• [TASK BRIEF]:
Reproduce the items verbatim, beginning with the very first line and ending after the line that contains "POLYGON ((24 105, 25".

• [LISTED ENTRIES]:

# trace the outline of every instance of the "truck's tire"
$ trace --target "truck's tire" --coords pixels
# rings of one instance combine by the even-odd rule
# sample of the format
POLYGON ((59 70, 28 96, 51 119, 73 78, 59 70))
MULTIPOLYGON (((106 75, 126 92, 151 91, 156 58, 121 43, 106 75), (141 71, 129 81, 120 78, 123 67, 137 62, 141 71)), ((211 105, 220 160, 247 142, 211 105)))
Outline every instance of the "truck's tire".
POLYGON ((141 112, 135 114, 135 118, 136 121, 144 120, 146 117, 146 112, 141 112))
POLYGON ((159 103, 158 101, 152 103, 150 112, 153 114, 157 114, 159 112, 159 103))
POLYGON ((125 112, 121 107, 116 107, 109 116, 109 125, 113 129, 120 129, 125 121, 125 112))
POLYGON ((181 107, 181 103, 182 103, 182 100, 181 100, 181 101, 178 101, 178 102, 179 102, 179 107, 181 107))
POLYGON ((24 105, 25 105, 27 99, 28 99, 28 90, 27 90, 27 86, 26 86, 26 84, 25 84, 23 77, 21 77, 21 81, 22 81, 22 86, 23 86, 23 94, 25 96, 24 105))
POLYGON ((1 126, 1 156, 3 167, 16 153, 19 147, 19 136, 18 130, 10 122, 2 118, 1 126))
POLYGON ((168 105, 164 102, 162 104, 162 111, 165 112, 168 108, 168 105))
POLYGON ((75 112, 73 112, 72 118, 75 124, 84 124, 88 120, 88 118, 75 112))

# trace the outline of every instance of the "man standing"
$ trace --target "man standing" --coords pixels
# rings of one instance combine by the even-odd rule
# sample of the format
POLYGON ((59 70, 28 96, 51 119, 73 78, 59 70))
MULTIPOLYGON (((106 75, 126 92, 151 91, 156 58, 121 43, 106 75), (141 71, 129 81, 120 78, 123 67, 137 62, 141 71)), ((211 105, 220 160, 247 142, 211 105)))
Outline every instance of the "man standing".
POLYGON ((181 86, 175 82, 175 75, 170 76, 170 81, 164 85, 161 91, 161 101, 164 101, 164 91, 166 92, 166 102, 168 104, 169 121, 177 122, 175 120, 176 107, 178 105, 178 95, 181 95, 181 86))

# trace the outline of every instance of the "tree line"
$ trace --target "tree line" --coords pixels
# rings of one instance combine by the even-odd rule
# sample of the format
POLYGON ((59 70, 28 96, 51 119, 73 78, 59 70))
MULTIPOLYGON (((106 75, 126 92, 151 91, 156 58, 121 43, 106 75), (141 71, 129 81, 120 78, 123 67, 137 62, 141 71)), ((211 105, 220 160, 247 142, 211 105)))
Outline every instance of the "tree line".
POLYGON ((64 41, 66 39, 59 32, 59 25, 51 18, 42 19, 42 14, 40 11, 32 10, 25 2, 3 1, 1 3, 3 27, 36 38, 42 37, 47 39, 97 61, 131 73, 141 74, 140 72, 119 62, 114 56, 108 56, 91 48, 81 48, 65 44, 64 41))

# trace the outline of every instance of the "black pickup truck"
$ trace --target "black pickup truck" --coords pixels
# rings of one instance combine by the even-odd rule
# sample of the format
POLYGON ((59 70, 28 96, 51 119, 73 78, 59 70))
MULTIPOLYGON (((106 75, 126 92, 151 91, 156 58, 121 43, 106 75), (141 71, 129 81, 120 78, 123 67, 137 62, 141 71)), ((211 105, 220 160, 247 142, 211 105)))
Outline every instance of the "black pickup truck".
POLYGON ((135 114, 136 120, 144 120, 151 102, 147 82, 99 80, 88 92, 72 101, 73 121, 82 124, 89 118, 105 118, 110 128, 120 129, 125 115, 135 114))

• [PROBLEM SOLUTION]:
# trace the outline of every instance of the "truck's tire"
$ trace --target "truck's tire" --coords pixels
# rings of one instance combine by the even-odd rule
# sample of the format
POLYGON ((59 70, 28 96, 51 119, 73 78, 59 70))
MULTIPOLYGON (((106 75, 126 92, 151 91, 156 58, 121 43, 106 75), (141 71, 129 81, 120 78, 123 67, 137 62, 141 71)), ((211 105, 220 160, 247 142, 211 105)))
Outline every instance of the "truck's tire".
POLYGON ((141 112, 135 114, 135 118, 136 121, 144 120, 146 117, 146 112, 141 112))
POLYGON ((159 103, 158 101, 152 103, 150 112, 153 114, 157 114, 159 112, 159 103))
POLYGON ((125 112, 121 107, 116 107, 109 116, 109 125, 113 129, 120 129, 125 121, 125 112))
POLYGON ((181 107, 181 103, 182 103, 182 100, 181 100, 181 101, 178 101, 178 102, 179 102, 179 107, 181 107))
POLYGON ((24 105, 25 105, 27 99, 28 99, 28 90, 27 90, 27 86, 26 86, 26 84, 25 84, 23 77, 21 77, 21 81, 22 81, 22 86, 23 86, 23 94, 25 96, 24 105))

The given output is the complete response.